### Aim 1
Copy the listing from its start through the line that contains "<point>97,105</point>", including both ends. Leave the pictures out of your copy.

### Extract to read
● ● ●
Wednesday, May 2, 2018

PROJ 3 - FINAL

final printed in PLA plastic.

primed with black spray paint, hand-painted with acrylics.
final product with leather cord attached.

detail & gloss finish.

Eazora never made it to the Briar Patch planet. Since her death, Phila has made every last effort to fulfill Eazora’s wish for her granddaughter to explore all she can. Metal and gold and jewels decay long before life on the Briar Patch, and while it’s shining glory has all but faded away over the passage of nearly three hundred years, it’s symbolic nature is enough to grant Phila that same reflective beauty as she looks to the future for brighter and better days, grasping the pendant that now hangs very close to her heart.

Friday, April 13, 2018

PROJ 3 - Modeling and Shaping

working through this and decided that it might be a cool idea to turn the brooch into a pendant. a really big statement piece. thinking it could hang from the upper gear with a chain, maybe a ring around here or a hole added to slip it through. also, no smiley faces with the holes & crescents this time!

Tuesday, April 10, 2018

PROJ 3 - Sketches

three concept ideas for phila's brooch. i'm leaning more towards the far right one because i really enjoy the gears idea. it matches well with the ka'bu people's technological advancement.

Sunday, April 1, 2018

PROJECT 3 - Mood Board and History



“Carry this piece of me with you, and no matter the games of the stars, I will be there.”

Born in 2047 before the dissenting members of her society fled to brighter futures, Phila blended well into the cultural and artistic haven that was the Ka’bu. Her family was a smaller but wealthy one, and she enjoyed many of the pleasures that came with a society built upon mechanized labor. She was pretty, talented—and lonely. The life of an only child was a boring one for most of Phila’s early childhood.

Her peoples’ obsession with beauty and perfection naturally drew her to the freedoms that came with art, which also served as a reprieve from the ceaseless monotony that greeted her at every sunrise. As she grew into her talents, Phila made a name for herself as a painter, exploring the shapes and landscapes of foreign worlds that she could only imagine. Only so much could be seen from the windows of the starships, and she made it her mission to illustrate those millions of possibilities to the very farthest extent of her abilities.
● ● ●
### Aim 2
From the pendant project log, give the stretch from "PROJ 3 - Modeling" through "people's technological advancement." again, with "brooch" changed to "locket".

### Material for the task
● ● ●
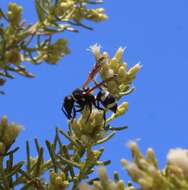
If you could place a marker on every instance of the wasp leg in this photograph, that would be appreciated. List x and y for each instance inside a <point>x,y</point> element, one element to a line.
<point>69,116</point>
<point>97,105</point>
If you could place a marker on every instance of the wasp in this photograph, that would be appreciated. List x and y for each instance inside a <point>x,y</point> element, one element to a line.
<point>82,97</point>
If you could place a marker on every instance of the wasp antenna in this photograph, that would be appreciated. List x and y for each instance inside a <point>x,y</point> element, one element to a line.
<point>94,71</point>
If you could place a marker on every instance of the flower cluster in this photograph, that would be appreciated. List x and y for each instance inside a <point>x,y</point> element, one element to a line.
<point>58,182</point>
<point>89,128</point>
<point>121,85</point>
<point>145,171</point>
<point>72,10</point>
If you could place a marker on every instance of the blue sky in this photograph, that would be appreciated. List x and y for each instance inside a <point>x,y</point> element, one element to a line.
<point>155,34</point>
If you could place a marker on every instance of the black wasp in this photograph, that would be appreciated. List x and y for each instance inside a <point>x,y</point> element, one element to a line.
<point>82,97</point>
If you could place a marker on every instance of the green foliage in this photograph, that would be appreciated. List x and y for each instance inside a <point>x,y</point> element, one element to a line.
<point>21,42</point>
<point>71,163</point>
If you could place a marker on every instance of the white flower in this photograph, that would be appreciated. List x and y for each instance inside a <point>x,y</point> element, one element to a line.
<point>179,158</point>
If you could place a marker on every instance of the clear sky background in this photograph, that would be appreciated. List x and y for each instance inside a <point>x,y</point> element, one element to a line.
<point>155,34</point>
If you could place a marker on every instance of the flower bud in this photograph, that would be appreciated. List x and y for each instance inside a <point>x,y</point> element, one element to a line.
<point>14,13</point>
<point>134,149</point>
<point>10,134</point>
<point>119,54</point>
<point>95,49</point>
<point>2,148</point>
<point>179,157</point>
<point>135,172</point>
<point>120,185</point>
<point>114,65</point>
<point>134,70</point>
<point>102,174</point>
<point>122,109</point>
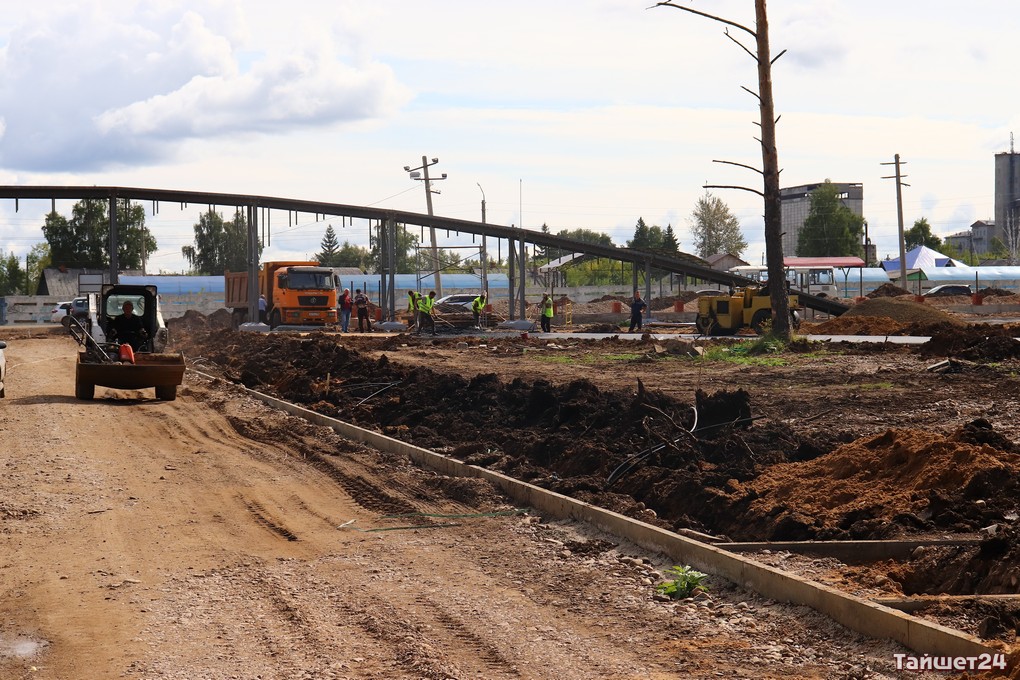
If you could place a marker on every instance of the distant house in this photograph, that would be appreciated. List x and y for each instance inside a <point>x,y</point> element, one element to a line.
<point>724,261</point>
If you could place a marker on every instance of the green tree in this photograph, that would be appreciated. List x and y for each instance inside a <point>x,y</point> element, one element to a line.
<point>645,238</point>
<point>831,228</point>
<point>588,237</point>
<point>37,260</point>
<point>12,279</point>
<point>715,228</point>
<point>330,248</point>
<point>350,255</point>
<point>83,241</point>
<point>920,234</point>
<point>219,246</point>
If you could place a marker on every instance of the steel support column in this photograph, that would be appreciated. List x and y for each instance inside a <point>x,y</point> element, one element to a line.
<point>114,259</point>
<point>253,286</point>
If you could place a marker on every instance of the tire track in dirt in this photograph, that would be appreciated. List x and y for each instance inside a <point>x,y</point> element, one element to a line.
<point>261,518</point>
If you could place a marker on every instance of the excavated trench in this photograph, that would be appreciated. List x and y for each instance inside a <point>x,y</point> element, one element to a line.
<point>708,466</point>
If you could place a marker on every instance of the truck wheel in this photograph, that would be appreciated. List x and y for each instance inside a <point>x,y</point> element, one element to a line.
<point>761,318</point>
<point>166,393</point>
<point>85,390</point>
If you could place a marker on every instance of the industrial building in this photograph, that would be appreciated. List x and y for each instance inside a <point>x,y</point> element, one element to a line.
<point>796,202</point>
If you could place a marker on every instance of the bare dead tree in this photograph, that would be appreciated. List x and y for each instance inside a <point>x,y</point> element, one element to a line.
<point>770,159</point>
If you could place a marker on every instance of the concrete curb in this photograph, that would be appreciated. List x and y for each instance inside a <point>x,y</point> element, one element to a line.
<point>855,613</point>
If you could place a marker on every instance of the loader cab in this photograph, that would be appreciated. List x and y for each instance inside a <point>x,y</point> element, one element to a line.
<point>146,303</point>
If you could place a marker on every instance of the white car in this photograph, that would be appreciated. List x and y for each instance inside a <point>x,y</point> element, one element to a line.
<point>3,368</point>
<point>61,310</point>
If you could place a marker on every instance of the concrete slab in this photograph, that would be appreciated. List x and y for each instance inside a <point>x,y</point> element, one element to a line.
<point>849,552</point>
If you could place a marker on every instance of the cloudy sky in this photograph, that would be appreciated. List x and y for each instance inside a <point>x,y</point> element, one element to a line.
<point>573,114</point>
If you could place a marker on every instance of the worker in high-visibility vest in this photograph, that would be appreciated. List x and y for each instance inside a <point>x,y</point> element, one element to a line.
<point>425,318</point>
<point>412,307</point>
<point>547,313</point>
<point>477,307</point>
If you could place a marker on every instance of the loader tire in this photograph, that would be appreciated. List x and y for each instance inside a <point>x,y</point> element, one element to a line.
<point>760,320</point>
<point>166,393</point>
<point>84,390</point>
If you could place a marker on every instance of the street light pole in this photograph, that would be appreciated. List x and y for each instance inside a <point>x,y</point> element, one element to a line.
<point>483,255</point>
<point>428,203</point>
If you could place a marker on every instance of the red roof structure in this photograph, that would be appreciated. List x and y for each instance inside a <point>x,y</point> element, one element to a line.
<point>839,262</point>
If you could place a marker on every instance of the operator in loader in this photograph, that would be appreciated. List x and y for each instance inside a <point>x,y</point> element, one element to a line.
<point>128,328</point>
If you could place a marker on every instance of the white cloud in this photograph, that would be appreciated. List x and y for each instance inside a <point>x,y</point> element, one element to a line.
<point>91,88</point>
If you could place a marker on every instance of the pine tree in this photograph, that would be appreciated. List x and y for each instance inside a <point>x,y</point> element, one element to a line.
● ● ●
### Complete answer 1
If you could place a marker on every instance of the wasp leg in this photograph, that would be appreciated. List x and y for each instance inside a <point>x,y</point> element, one element to a line.
<point>69,116</point>
<point>97,105</point>

### Complete answer 2
PROJ 3 - Modeling and Shaping

working through this and decided that it might be a cool idea to turn the locket into a pendant. a really big statement piece. thinking it could hang from the upper gear with a chain, maybe a ring around here or a hole added to slip it through. also, no smiley faces with the holes & crescents this time!

Tuesday, April 10, 2018

PROJ 3 - Sketches

three concept ideas for phila's locket. i'm leaning more towards the far right one because i really enjoy the gears idea. it matches well with the ka'bu people's technological advancement.